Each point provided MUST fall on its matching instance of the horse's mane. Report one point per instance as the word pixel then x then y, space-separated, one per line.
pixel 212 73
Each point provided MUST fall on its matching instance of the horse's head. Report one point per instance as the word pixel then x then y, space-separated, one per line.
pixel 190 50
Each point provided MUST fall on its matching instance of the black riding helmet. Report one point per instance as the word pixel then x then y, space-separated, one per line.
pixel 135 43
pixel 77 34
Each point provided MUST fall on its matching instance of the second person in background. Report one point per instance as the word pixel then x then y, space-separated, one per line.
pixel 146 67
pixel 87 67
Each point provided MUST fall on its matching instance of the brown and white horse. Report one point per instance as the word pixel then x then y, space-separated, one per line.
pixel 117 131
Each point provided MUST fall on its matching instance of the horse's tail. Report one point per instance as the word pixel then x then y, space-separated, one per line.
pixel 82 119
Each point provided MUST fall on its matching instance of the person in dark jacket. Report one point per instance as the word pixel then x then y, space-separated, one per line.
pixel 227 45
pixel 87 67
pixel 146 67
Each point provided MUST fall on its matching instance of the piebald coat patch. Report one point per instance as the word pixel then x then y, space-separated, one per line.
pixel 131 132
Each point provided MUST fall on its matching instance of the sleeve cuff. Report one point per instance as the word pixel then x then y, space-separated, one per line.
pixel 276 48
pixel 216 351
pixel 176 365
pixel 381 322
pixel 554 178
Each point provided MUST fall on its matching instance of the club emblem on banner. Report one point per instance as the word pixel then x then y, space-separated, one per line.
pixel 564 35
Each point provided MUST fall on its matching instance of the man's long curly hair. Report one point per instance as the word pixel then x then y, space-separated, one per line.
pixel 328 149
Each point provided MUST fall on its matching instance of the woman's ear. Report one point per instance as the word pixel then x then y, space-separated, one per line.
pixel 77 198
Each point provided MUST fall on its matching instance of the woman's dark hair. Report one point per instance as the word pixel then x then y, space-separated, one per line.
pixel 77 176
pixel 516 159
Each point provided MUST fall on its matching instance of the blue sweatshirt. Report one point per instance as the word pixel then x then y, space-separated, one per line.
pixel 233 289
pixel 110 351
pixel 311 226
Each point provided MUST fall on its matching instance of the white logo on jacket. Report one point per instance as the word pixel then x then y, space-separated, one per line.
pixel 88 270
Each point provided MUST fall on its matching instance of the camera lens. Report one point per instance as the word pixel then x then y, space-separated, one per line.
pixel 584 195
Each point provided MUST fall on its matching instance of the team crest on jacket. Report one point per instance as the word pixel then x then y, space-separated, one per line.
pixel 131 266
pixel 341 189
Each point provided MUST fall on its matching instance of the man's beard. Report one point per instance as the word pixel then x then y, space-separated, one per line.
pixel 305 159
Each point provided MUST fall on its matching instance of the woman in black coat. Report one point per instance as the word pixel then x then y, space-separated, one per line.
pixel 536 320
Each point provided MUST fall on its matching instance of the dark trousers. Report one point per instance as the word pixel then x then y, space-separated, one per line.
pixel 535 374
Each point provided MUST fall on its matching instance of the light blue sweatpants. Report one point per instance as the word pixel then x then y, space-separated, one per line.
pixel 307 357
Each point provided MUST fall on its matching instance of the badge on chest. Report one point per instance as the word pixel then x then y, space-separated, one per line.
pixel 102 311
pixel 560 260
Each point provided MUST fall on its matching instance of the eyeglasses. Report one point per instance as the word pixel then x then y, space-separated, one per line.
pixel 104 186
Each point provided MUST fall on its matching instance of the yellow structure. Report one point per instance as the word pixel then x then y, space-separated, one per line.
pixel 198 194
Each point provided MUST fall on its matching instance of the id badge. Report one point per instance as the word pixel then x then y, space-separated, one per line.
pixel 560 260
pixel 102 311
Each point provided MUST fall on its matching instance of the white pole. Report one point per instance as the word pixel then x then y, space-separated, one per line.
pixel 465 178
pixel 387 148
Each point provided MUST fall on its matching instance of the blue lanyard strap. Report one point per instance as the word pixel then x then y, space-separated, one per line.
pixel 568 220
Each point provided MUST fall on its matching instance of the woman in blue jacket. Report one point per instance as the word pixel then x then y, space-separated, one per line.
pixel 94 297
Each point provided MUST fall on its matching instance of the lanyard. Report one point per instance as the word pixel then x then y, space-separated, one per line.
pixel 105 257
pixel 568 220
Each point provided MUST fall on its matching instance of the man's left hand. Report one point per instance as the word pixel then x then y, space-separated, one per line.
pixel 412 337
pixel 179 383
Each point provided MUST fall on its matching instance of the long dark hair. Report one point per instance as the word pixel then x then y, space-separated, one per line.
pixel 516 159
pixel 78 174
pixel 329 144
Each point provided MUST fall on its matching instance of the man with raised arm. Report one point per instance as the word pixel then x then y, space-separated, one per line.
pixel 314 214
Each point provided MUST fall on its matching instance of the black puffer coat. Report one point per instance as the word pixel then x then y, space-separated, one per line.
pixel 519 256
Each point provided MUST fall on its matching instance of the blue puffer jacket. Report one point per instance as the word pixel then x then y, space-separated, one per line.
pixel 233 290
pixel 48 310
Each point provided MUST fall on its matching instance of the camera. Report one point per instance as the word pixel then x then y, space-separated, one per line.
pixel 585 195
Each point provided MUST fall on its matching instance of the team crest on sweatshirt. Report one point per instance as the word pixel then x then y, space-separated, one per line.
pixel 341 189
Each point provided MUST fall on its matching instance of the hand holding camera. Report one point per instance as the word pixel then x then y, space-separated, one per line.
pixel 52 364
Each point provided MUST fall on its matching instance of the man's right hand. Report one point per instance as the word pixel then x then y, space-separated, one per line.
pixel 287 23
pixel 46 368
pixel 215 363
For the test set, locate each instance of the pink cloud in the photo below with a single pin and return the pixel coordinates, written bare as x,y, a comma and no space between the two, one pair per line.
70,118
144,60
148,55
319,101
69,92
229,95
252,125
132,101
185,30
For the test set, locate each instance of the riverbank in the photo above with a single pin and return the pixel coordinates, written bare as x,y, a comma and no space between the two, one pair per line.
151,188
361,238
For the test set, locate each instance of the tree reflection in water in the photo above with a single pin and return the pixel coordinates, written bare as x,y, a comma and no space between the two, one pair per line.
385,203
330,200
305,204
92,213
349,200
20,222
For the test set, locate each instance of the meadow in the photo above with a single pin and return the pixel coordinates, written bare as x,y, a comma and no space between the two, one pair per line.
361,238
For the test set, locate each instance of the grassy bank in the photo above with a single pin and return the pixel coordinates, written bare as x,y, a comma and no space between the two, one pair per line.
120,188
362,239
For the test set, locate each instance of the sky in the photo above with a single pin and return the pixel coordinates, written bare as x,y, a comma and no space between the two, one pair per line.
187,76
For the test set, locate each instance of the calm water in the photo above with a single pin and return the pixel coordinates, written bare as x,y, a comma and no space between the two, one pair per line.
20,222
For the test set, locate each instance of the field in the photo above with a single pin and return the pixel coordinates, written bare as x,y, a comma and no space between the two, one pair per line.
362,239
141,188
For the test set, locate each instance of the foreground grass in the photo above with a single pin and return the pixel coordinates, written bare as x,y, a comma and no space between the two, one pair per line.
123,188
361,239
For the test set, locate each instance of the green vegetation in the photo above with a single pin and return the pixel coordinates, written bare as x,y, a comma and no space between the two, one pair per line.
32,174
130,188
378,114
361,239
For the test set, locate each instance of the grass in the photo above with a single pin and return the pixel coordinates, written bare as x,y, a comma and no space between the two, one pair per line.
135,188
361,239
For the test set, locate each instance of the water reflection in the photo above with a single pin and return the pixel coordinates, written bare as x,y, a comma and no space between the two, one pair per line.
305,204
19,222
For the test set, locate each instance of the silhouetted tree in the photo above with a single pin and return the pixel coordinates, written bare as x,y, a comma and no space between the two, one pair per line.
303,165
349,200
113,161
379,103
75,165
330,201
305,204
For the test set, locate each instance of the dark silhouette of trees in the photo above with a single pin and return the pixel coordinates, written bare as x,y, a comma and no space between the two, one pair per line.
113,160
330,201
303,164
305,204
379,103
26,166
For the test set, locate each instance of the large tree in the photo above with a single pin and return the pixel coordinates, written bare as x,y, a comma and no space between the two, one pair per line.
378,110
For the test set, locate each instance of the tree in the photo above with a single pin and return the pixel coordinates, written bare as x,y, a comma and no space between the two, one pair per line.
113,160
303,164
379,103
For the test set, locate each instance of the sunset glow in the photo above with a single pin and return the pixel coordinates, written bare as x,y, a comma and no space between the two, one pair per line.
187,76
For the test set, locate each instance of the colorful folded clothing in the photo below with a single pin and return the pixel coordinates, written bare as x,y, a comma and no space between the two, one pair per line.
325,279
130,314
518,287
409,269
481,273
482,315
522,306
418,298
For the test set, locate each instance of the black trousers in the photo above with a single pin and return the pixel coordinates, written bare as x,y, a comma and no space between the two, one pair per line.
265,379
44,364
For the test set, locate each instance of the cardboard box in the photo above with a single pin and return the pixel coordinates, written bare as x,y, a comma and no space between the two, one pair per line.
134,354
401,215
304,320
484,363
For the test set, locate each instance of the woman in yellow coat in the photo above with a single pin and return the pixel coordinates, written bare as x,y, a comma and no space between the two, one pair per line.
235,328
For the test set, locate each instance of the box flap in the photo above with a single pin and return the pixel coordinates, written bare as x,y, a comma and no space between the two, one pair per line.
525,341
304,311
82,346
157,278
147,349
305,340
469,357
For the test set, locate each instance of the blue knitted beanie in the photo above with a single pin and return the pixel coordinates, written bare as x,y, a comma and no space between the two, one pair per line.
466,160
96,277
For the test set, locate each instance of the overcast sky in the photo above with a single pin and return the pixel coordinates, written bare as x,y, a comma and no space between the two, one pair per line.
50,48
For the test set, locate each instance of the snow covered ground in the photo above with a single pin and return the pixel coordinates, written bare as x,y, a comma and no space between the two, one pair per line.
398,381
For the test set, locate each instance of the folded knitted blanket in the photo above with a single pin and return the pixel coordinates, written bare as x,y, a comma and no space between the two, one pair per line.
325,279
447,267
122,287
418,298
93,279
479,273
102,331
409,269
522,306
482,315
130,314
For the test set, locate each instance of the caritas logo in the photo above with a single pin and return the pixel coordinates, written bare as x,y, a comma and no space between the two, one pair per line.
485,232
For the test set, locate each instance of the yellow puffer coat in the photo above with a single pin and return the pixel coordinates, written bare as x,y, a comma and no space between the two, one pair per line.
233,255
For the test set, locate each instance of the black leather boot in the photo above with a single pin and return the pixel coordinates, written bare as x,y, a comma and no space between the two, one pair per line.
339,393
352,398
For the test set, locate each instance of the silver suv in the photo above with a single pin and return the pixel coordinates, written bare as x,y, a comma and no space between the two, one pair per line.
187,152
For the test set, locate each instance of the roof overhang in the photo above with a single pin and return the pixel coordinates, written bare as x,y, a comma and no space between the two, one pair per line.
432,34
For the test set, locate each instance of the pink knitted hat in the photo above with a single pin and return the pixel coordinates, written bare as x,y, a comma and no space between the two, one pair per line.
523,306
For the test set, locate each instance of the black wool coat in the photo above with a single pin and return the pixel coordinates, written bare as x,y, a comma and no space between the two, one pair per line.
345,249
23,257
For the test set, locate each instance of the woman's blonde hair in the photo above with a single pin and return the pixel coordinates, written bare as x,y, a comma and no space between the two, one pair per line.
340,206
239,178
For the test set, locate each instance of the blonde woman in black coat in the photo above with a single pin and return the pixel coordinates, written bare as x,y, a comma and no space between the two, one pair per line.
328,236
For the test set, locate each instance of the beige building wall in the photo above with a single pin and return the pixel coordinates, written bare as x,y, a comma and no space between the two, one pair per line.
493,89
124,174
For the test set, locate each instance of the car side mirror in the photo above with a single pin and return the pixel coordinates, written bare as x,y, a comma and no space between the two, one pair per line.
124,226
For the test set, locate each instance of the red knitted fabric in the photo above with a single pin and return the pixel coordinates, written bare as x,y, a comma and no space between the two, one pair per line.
=======
Direction: Please rewrite the lines between the one containing "in black coat." and the one containing "pixel 535 374", inclusive, requests included, and give only those lines. In the answers, multiply every pixel coordinate by 1.55 and round to the nearest whole number, rounding halves up.

Exercise solution:
Each point provided MUST fall on its matching instance of the woman in black coat. Report one point per instance as the word pixel then x then y, space-separated, one per line.
pixel 831 496
Each point provided MUST fall on its matching instance of the dark trousers. Report one point per instance as the word pixel then x then y, space-separated, one per line.
pixel 829 580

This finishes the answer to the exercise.